■ Document text
=== Section Start ===

Said Calhoun Jr.: “They are very, very, very close. It’s been awesome to watch…Sam after a game will call my Dad before he calls me, which is great. I take no offense and love watching it.”

Calhoun Jr., who along with his wife graduated from UConn, said that veteran UConn media members sometimes joke with him that they can’t believe Jim Calhoun’s only grandson is a sports reporter. When Calhoun was coaching for much of the 1990s and 2000s, there were so many reporters from Connecticut newspapers covering the Huskies on a regular basis that the group was referred to as “The Horde,” so Calhoun become accustomed to the constant attention. Still, he wasn’t afraid to share his opinions or criticize questions that reporters asked.

For instance, when asked in 2009 about his high salary when the state had a major budget deficit, Calhoun said “not a dime back,” indicating he wasn’t going to return any money. He later said “my best advice to you is shut up” when the reporter pressed him. And in January 2004, Calhoun said “that’s the dumbest (expletive) question I’ve ever heard” when a veteran columnist asked him about Providence College star forward Ryan Gomes, a Connecticut native who UConn didn’t recruit.

“My Dad, I think, really got the whole media thing,” Calhoun Jr. said. “But of course, as coaches and media tend to do, there were some contentious moments and some infamous moments captured on YouTube. We get a chuckle that Sam ended up on the media side of it. My Dad really loves it.”

=== Section End ===

■ Task 1
From the passage about Jim Calhoun and the media, reproduce the text between "Calhoun Jr., who" and "that reporters asked.", inclusive.
■ Task 2
In the passage about Jim Calhoun and the media, what name was given to the large group of Connecticut newspaper reporters who regularly covered the Huskies?
■ Task 3
Pick up the passage about Jim Calhoun and the media where it ends and write what comes next.

■ Dataset extract

=== Section Start ===

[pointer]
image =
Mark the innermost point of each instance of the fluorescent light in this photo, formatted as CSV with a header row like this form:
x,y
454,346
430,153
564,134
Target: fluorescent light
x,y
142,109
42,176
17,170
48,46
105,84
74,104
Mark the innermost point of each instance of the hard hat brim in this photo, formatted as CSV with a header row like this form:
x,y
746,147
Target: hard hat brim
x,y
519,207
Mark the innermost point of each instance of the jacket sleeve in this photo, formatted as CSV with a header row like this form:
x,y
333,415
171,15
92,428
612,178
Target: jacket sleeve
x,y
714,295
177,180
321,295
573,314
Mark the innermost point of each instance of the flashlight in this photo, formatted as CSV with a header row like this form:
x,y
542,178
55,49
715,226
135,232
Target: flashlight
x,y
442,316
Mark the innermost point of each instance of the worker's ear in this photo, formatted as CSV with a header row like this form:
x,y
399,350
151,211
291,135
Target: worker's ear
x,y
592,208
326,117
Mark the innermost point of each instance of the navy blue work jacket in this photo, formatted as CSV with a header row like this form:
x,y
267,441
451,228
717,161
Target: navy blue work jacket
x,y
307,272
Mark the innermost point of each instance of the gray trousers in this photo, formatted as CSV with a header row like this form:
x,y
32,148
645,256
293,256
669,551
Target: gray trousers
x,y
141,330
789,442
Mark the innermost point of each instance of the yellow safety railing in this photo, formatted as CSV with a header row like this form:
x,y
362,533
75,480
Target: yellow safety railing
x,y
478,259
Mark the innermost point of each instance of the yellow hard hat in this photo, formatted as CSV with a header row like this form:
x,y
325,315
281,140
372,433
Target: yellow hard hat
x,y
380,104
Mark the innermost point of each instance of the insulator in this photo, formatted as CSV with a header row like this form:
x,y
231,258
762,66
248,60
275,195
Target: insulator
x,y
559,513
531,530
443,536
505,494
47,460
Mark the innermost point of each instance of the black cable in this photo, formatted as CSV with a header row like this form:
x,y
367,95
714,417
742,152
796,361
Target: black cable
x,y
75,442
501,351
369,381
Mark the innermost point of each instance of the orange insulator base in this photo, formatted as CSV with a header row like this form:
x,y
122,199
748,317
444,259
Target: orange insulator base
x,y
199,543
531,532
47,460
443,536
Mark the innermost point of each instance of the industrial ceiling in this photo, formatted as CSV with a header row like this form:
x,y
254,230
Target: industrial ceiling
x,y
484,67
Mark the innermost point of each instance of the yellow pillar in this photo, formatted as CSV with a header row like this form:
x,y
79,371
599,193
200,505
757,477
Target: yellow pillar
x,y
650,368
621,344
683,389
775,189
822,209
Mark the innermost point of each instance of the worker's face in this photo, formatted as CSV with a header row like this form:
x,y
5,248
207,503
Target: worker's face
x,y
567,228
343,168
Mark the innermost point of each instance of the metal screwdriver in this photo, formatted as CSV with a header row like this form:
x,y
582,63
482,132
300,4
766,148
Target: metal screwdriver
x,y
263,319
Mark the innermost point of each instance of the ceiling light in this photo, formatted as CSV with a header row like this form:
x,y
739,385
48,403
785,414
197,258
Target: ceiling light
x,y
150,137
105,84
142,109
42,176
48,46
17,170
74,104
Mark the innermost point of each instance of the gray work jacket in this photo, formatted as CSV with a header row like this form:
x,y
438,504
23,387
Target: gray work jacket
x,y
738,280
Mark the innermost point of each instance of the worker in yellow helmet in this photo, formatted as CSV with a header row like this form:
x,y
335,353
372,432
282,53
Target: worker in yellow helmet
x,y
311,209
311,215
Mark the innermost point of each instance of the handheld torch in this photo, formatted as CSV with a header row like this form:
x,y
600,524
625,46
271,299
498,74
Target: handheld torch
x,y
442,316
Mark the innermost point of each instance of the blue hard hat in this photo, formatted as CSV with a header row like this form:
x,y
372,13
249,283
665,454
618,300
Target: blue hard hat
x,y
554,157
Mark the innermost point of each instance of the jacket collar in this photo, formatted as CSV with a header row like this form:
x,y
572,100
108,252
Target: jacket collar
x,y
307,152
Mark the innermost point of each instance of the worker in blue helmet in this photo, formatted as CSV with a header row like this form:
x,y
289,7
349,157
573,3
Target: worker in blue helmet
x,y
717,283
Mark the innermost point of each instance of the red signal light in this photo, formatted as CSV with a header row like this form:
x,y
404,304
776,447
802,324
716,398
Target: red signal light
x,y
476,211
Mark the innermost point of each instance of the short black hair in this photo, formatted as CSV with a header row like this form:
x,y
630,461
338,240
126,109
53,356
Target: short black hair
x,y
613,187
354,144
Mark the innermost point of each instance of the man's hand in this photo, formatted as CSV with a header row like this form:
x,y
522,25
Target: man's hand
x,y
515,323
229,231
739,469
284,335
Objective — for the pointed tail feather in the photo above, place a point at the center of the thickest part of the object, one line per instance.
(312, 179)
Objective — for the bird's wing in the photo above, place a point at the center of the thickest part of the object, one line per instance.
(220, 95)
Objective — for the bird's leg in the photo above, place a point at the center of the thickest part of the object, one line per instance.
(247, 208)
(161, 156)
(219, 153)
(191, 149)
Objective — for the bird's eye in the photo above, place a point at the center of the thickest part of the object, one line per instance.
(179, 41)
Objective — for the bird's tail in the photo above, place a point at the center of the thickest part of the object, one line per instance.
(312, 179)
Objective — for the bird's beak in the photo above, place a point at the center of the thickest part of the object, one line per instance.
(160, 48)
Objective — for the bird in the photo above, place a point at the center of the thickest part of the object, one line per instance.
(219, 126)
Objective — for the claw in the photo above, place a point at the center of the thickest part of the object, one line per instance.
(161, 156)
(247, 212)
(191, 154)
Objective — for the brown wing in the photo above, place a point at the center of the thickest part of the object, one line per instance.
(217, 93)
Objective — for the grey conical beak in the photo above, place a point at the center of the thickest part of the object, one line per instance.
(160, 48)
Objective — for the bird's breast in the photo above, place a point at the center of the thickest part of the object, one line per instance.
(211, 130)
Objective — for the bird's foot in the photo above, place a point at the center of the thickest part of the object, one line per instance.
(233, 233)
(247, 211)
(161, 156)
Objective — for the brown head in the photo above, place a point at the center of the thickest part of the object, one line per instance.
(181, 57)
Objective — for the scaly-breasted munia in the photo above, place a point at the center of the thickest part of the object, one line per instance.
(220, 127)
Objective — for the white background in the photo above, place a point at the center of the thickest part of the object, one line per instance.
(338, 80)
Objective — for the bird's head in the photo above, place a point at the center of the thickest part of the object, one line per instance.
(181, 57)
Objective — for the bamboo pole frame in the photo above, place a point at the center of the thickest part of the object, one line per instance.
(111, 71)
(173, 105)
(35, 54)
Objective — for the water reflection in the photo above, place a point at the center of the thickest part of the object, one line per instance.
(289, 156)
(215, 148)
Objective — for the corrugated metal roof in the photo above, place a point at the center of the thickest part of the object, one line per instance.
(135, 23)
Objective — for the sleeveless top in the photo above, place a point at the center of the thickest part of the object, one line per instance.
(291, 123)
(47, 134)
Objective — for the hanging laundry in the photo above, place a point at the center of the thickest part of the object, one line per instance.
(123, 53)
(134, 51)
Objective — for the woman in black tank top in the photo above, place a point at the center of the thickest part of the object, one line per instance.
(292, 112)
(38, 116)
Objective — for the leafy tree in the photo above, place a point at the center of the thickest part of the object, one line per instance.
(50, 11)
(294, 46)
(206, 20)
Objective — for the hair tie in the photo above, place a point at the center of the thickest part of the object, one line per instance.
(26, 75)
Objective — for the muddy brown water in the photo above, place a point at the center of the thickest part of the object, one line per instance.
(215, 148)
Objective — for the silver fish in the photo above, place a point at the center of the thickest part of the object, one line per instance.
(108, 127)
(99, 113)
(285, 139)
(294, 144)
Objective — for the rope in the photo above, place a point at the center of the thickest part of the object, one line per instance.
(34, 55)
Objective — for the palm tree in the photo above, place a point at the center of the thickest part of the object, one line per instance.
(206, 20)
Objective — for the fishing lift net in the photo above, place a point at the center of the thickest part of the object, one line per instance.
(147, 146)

=== Section End ===

■ Final answer 1
Calhoun Jr., who along with his wife graduated from UConn, said that veteran UConn media members sometimes joke with him that they can’t believe Jim Calhoun’s only grandson is a sports reporter. When Calhoun was coaching for much of the 1990s and 2000s, there were so many reporters from Connecticut newspapers covering the Huskies on a regular basis that the group was referred to as “The Horde,” so Calhoun become accustomed to the constant attention. Still, he wasn’t afraid to share his opinions or criticize questions that reporters asked.

■ Final answer 2
“The Horde.”

■ Final answer 3
The Calhouns Are Looking Forward To Another Final Four

On Thursday, Sam Calhoun flew to Indianapolis with Matt Dimech, a junior at UConn who also covers the men’s basketball program for the Daily Campus. Calhoun and Dimech have had a busy month, traveling to attend UConn’s games in the Big East tournament in New York and the NCAA tournament in Philadelphia and Washington, D.C. Their colleagues at the campus radio and television stations have been with them, as well.

During the Elite Eight last Sunday, UConn fell behind Duke by 19 points late in the first half. Knowing he had to finish an article that night, Calhoun considered writing about the potential end to the season before changing his mind.

“For some reason, I was just like, ‘It’s March. There’s crazy things that happen. Let me just not do that. Let me just kind of take it in for a little bit and then write all of it down,’” Calhoun said.

As the second half wore on, UConn got closer, but it didn’t take the lead until Mullins made the last second 3-pointer. By the time the press conferences ended and the locker room closed, it was about 9 pm, an hour before Calhoun’s deadline.

“Honestly, it was definitely hard at some points to write about because in that moment, your adrenaline, it’s through the roof, because you have this connection with the school, and you definitely black out for a little bit in terms of just what you remember,’” he said.

After going through his notes and interviews and watching replays of the final sequence, Calhoun filed his article.

“I use the word euphoric when I talk about writing that story,” he said. “That’s a story that I honestly wouldn’t mind getting a frame for that. I would hang that up.”

Calhoun will have one more game to cover on Saturday and possibly another on Monday if UConn advances to the national title game. After graduating in May, he’s hoping to remain connected to college basketball as a writer or in a communications role. But this weekend, he plans on enjoying his final days as a student journalist and being around friends and family.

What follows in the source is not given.